**本文:**
エッセイ

views

6314

<女たちの韓流・14>「私の名前はキム・サムスン」―女性キャラクターの革命 山下英愛

2011.03.05 Sat

ドラマ「私の名前はキム・サムスン」(MBC全16話2005年6~7月)は、韓国トレンディードラマの代表作ともいえる作品である。ミニシリーズながら最高視聴率50.5%、平均視聴率38%を記録し、2005年が「キム・サムスンの年」と言われるほど人気を集めた。年末のMBC演技大賞では、主人公を演じたキム・ソナが大賞を受賞したのをはじめ、彼女を含む主演級の4人が過去最多の8つの賞を総なめした。また翌年の第42回百想芸術大賞でも大賞、人気賞、脚本賞を受賞、さらに、第1回ソウルドラマアウォーズでも最優秀賞に輝いた。社会的な反響は、同じ年に放映された長編人気ドラマ「がんばれ!クムスン」(MBC)を凌ぐものだったといえるだろう。

ストーリー

このドラマは、ごく普通の30歳の独身女性を主人公にしたラブ・コメディーである。主人公のキム・サムスンは、精米所を営む家庭に生まれた三女。父親を三年前に亡くし、母親は知人たちを相手に小さな金貸し業を営んでいる。「早く結婚しろ」が口癖の母と、離婚して戻ってきた姉と三人で、父親が遺してくれた小さな平屋の一軒家に暮らす。

「サムスン」という名前は野暮ったい響きがすることから、主人公はこの名前にコンプレックスを持ち、もっと現代的な名前である「ヒジン」に改名したいと思っている。その上、サムスンは体重60キロのふくよかな体格と平凡な顔の持ち主であり、しかも高卒だ。猫も杓子も大学に行く韓国では肩身の狭い学歴といえるだろう。だが、ケーキをつくる一流のパティシエになるためパリに留学して料理学校で修業し、パティシエとしての技術と自負心だけは誰にも負けない。

データソースから取得した項目

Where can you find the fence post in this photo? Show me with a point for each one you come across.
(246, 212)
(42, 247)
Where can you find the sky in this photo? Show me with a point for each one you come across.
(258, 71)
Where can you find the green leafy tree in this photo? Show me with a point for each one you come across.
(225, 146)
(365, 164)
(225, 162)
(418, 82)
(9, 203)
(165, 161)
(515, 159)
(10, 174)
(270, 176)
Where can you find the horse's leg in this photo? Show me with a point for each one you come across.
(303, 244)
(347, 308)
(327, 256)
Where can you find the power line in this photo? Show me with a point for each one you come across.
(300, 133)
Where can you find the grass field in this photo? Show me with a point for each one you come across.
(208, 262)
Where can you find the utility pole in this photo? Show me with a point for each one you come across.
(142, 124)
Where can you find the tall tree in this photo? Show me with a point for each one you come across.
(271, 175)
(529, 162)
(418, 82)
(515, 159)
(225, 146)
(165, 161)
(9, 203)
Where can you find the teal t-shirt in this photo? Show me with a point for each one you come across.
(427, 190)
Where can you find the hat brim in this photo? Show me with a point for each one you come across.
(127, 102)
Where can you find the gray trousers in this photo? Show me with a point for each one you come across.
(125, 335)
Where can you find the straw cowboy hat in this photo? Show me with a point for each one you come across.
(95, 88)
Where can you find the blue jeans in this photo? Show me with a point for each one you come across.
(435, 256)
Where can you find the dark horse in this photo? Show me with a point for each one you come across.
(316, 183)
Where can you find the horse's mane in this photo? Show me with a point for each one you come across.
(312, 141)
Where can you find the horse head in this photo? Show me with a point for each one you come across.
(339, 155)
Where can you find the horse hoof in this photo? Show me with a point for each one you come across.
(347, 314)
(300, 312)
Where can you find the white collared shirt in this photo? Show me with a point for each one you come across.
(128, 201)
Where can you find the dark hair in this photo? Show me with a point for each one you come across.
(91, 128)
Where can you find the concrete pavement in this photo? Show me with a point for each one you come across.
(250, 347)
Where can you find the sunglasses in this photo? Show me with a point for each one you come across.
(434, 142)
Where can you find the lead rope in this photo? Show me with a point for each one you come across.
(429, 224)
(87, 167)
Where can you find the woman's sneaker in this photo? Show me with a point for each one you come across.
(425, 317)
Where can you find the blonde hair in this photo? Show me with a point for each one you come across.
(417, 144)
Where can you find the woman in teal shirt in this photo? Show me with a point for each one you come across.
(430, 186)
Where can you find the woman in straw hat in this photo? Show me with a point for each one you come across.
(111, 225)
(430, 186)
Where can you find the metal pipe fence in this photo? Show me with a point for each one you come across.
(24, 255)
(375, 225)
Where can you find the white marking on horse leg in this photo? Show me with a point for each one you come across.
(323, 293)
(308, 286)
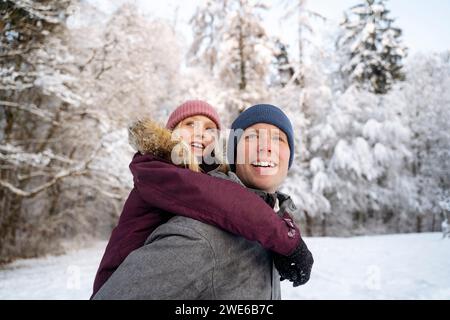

**取り組む課題:**
**A.** 本文にある一文「このドラマは、ごく普通の30歳の独身女性を主人公にしたラブ・コメディーである。」を英語に訳せ。
**B.** 本文によると、このドラマの最高視聴率は何%か。
**C.** 第42回百想芸術大賞でこのドラマが受賞した賞を、本文からすべて挙げよ。

**課題ごとの解答:**
**A.** This drama is a romantic comedy whose protagonist is a perfectly ordinary 30-year-old single woman.

**B.** 50.5%

**C.** 大賞、人気賞、脚本賞